> Document extract
— START —
Closure: no orphan peaks off the 8H lattice

The strongest possible test of the 8H framework is its closure: do all significant spectral peaks in LR04 land on integer divisors of 8H, or are there orphan peaks at non-integer positions that would imply forcing from outside the planetary-eigenmode framework?

Closure test: fit all 200 integer divisors of 8H jointly to LR04 (joint OLS, R² = 0.443), then scan the residual for non-integer power. Result:

• Residual amplitude at integer positions: 0.000 (machine zero, by construction).
• Noise floor at random non-integer positions: 0.029 median, 0.127 (95th percentile).
• 14 residual peaks above noise threshold sitting >0.3 from any integer — every one between two adjacent integer divisors.

The biggest “orphan” (n = 65.45, period 40.99 kyr, amp 0.544) sits between n=65 (k+s₃ obliquity, 41.27 kyr) and n=66 — the arithmetic-mean position of the non-stationary obliquity band (Jensen’s-inequality phenomenon). The other 13 orphans similarly sit between adjacent integer beats — the expected fingerprint of cycle-length dispersion and spectral leakage. Zero orphan peaks land in “empty” regions of the 8H lattice. The 8H integer-divisor framework captures the full frequency structure of LR04’s significant spectral content.

Framework validation and the 405-kyr investigation

Beyond the closure test, the framework has been subjected to a battery of independent falsifiable tests. Most predictions hold; one specific signal — the 405-kyr long-eccentricity cycle — does not fit the orbital lattice and is best explained as a climate-system internal phenomenon.

Super-cycle hypothesis on deep-time geology: NULL. A pre-registered test of whether 20 major Phanerozoic geological/climatic events cluster preferentially at integer multiples of 8H returned p = 0.233 (primary 8H) and p = 0.504 (sharpened H). The Plio-Pleistocene 1×8H + 1×8H pattern is most parsimoniously a climate-response amplification artifact combined with statistical coincidence, not a deep-time geological clock. The framework describes orbital geometry that paces possible climate transitions, not a structural clock that causes geological events.
— END —
> Coordinate annotation listing
— START —
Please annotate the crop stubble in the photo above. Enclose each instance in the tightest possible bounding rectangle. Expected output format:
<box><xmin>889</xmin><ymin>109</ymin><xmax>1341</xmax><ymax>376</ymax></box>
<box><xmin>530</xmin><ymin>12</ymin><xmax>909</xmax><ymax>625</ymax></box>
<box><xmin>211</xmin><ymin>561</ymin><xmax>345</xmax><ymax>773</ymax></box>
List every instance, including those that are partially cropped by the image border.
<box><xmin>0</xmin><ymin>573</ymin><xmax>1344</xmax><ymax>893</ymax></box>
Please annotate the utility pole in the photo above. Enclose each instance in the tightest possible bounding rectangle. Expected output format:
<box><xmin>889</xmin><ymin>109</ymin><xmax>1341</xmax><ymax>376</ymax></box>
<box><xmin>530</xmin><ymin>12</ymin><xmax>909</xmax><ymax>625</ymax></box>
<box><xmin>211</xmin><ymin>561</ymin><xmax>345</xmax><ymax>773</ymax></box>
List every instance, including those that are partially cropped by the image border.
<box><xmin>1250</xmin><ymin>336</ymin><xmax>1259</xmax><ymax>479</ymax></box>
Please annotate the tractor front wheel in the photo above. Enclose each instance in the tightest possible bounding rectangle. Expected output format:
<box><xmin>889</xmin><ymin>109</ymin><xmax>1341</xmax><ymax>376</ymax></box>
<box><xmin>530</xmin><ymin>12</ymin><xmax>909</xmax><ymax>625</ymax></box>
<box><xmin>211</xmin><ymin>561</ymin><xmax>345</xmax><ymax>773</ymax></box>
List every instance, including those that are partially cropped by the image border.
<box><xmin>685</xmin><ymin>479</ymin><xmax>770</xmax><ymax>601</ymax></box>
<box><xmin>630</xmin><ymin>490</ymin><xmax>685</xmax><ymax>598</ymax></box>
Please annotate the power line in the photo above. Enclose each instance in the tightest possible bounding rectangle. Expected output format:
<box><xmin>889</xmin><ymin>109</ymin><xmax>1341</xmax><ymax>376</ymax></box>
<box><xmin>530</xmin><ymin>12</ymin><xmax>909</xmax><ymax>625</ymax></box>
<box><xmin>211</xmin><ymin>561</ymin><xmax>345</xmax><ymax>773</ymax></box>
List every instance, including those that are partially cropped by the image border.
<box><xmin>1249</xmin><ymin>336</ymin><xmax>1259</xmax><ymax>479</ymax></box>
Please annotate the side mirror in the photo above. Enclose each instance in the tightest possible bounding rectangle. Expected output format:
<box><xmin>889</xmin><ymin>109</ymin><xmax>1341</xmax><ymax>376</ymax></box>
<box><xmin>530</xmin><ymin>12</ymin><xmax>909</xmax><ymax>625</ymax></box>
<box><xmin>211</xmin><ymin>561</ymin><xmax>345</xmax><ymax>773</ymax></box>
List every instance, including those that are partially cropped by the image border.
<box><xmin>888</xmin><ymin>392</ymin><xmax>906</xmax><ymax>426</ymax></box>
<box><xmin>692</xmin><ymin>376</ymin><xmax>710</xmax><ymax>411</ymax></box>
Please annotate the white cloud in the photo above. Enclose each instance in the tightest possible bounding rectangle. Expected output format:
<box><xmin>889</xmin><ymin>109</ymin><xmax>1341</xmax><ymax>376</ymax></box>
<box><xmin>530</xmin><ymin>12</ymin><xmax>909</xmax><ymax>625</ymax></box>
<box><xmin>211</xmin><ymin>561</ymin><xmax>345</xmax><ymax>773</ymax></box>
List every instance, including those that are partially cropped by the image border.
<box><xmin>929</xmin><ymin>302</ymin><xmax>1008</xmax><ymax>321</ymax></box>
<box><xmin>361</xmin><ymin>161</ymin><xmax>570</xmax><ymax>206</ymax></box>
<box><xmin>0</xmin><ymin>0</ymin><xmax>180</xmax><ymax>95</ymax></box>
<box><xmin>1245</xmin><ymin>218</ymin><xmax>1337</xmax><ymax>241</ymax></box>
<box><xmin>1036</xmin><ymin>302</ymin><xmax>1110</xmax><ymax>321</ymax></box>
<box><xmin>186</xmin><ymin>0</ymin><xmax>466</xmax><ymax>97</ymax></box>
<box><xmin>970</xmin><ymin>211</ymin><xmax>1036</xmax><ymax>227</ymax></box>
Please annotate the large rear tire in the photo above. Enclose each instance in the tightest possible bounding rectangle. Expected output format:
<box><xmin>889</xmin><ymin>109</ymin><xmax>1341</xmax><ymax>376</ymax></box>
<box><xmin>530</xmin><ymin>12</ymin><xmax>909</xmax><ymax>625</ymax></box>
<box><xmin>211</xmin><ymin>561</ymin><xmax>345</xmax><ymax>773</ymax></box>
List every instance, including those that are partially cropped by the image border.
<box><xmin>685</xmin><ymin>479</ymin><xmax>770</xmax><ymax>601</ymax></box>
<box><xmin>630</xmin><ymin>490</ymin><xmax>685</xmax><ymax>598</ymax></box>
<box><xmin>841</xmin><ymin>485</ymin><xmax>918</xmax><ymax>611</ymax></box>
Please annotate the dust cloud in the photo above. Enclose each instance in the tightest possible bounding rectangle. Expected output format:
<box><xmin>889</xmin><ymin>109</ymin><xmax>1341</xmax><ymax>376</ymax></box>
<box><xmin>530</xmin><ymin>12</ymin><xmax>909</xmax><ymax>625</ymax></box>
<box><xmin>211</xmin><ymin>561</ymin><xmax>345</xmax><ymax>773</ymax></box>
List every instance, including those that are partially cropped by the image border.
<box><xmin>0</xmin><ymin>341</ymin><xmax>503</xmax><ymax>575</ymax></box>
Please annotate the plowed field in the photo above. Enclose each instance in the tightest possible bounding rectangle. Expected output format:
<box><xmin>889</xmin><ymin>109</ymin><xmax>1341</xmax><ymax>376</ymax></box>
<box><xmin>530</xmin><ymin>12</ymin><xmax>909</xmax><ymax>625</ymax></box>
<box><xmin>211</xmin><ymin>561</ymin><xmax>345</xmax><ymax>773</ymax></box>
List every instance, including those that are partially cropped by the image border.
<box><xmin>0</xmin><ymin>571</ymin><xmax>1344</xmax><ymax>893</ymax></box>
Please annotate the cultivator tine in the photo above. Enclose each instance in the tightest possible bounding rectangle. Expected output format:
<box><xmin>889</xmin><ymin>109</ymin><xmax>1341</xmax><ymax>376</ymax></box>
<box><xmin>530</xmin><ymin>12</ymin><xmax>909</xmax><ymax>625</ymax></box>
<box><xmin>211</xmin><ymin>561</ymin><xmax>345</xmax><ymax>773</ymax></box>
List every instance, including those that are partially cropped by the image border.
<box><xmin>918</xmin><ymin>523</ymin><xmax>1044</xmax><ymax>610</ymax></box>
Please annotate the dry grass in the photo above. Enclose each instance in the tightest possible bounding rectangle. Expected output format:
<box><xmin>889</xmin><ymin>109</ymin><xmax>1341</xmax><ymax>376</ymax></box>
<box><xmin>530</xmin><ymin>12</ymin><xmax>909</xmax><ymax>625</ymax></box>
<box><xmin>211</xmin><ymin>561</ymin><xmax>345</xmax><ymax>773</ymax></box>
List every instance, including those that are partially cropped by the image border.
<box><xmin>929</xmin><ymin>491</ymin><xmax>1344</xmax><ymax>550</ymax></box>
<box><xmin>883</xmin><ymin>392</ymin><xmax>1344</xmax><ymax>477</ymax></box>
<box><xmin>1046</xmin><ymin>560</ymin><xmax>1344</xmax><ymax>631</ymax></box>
— END —
Rewrite the part of the closure-test passage that opens with the words containing "Closure test: fit" and closes with "adjacent integer divisors.", renaming "noise threshold" as "detection threshold".

Closure test: fit all 200 integer divisors of 8H jointly to LR04 (joint OLS, R² = 0.443), then scan the residual for non-integer power. Result:

• Residual amplitude at integer positions: 0.000 (machine zero, by construction).
• Noise floor at random non-integer positions: 0.029 median, 0.127 (95th percentile).
• 14 residual peaks above detection threshold sitting >0.3 from any integer — every one between two adjacent integer divisors.